Zostawiłem samochód na podłączenie do VAG-a i najpeirw mi powiedzieli że nie wykrył żadnych błędów a dzisiaj do mnie zadzownili i powiedzieli żebym przyjechał po samochód, że niemogli nic odczytac bo moje złącze OBD nie działa... ciekawe, byłem ostro wnerwiony, mówie im że mi to nic nie daje że ja chce żeby samochód był zrobiony a oni do mie że mogą po kolei wymieniac wszystkie czesci ale koszta są nie do przewidzenia,
(już chyba lepiej by było gdyby cały silnik mi padł to bym kupił nowy za 800 zł i miał spokój)

:: Podane wpisy ::
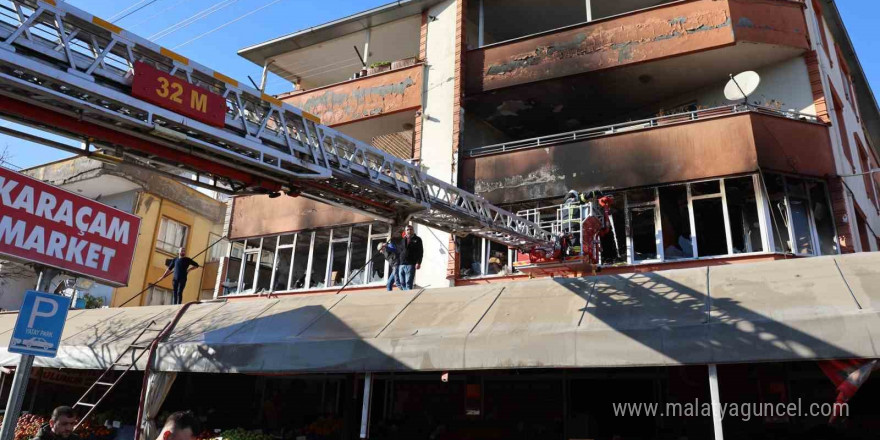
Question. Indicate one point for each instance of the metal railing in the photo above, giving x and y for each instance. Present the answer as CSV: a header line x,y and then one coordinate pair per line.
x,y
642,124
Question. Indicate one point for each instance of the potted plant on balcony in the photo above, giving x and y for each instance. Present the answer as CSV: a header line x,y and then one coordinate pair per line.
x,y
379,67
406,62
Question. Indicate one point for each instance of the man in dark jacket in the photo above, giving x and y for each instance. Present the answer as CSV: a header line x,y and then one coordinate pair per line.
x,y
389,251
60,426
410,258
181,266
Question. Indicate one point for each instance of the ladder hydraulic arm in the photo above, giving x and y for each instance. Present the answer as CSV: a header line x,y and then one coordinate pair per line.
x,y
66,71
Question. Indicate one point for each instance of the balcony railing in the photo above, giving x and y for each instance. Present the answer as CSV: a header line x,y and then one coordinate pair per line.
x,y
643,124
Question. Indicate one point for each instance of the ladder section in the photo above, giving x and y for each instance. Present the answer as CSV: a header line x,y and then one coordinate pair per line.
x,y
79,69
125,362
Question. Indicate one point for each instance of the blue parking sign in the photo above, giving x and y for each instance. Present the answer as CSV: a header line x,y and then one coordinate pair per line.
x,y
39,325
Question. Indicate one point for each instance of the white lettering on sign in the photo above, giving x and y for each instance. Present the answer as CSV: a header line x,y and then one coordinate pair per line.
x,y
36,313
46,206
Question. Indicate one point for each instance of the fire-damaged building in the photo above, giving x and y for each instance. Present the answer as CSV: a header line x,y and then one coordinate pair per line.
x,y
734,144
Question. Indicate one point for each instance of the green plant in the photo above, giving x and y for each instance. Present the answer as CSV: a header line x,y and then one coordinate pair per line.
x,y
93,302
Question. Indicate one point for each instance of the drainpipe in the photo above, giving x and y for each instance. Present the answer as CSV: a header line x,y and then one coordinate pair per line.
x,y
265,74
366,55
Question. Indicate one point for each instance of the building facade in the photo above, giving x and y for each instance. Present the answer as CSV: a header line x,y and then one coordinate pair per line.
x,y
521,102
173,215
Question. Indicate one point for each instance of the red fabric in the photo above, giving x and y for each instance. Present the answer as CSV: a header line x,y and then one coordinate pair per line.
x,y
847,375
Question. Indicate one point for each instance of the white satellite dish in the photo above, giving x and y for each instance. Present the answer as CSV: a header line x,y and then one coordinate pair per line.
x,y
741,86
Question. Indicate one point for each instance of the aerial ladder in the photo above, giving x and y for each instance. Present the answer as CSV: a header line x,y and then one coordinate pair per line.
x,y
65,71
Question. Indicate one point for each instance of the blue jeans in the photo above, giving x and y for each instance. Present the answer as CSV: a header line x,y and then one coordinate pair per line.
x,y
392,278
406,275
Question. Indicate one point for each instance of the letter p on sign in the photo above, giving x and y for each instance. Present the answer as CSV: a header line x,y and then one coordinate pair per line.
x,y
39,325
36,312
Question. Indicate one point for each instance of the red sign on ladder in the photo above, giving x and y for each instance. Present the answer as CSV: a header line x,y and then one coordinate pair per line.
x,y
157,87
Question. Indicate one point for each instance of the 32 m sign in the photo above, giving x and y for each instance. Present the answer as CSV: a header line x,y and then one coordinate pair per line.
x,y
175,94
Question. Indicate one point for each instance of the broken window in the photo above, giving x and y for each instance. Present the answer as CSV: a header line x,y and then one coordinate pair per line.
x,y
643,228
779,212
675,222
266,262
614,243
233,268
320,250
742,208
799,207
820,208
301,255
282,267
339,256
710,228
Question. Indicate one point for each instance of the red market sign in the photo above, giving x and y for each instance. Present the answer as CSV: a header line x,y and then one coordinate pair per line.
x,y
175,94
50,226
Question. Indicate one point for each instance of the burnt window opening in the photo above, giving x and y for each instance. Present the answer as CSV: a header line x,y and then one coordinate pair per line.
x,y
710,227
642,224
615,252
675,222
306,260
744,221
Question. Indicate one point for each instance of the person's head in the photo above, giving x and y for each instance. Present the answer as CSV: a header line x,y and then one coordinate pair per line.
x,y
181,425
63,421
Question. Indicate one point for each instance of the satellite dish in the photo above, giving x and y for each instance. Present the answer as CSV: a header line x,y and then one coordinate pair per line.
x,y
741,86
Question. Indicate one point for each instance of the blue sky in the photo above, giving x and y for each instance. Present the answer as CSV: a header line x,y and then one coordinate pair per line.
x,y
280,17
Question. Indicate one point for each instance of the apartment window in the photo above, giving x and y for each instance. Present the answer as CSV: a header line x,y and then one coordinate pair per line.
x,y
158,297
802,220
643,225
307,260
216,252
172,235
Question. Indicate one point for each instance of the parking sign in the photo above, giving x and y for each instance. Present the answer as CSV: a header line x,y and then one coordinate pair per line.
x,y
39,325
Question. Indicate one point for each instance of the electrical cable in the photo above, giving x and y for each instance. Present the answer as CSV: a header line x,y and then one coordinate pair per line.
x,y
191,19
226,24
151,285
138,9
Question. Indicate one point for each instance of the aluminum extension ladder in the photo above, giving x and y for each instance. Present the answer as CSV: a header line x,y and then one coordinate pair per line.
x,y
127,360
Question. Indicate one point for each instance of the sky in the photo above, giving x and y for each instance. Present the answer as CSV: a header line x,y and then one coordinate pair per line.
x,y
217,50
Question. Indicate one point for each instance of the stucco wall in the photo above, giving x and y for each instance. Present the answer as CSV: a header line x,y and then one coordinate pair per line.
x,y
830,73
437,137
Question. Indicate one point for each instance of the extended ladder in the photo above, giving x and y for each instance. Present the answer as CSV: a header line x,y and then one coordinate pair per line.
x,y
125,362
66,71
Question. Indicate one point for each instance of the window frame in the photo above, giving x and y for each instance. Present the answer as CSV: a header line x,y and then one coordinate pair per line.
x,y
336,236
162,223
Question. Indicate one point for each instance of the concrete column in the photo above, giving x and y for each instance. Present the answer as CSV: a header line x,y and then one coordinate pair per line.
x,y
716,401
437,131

:: Zadania do wykonania ::
a – Przepisz dokładnie fragment tekstu o naprawie samochodu od słów „Zostawiłem samochód na” aż do słów „i miał spokój)” włącznie.
b – Powtórz dokładnie wiersze wpisów od wiersza zawierającego „Question. Indicate one point for each instance of the sky” aż do końca wpisów włącznie.
Tekst o naprawie samochodu i wpisy pochodzą z różnych źródeł.

:: Odpowiedzi do zadań ::
a –
Zostawiłem samochód na podłączenie do VAG-a i najpeirw mi powiedzieli że nie wykrył żadnych błędów a dzisiaj do mnie zadzownili i powiedzieli żebym przyjechał po samochód, że niemogli nic odczytac bo moje złącze OBD nie działa... ciekawe, byłem ostro wnerwiony, mówie im że mi to nic nie daje że ja chce żeby samochód był zrobiony a oni do mie że mogą po kolei wymieniac wszystkie czesci ale koszta są nie do przewidzenia,
(już chyba lepiej by było gdyby cały silnik mi padł to bym kupił nowy za 800 zł i miał spokój)

b –
Question. Indicate one point for each instance of the sky in the photo above, giving x and y for each instance. Present the answer as CSV: a header line x,y and then one coordinate pair per line.
x,y
217,50
Question. Indicate one point for each instance of the stucco wall in the photo above, giving x and y for each instance. Present the answer as CSV: a header line x,y and then one coordinate pair per line.
x,y
830,73
437,137
Question. Indicate one point for each instance of the extended ladder in the photo above, giving x and y for each instance. Present the answer as CSV: a header line x,y and then one coordinate pair per line.
x,y
125,362
66,71
Question. Indicate one point for each instance of the window frame in the photo above, giving x and y for each instance. Present the answer as CSV: a header line x,y and then one coordinate pair per line.
x,y
336,236
162,223
Question. Indicate one point for each instance of the concrete column in the photo above, giving x and y for each instance. Present the answer as CSV: a header line x,y and then one coordinate pair per line.
x,y
716,401
437,131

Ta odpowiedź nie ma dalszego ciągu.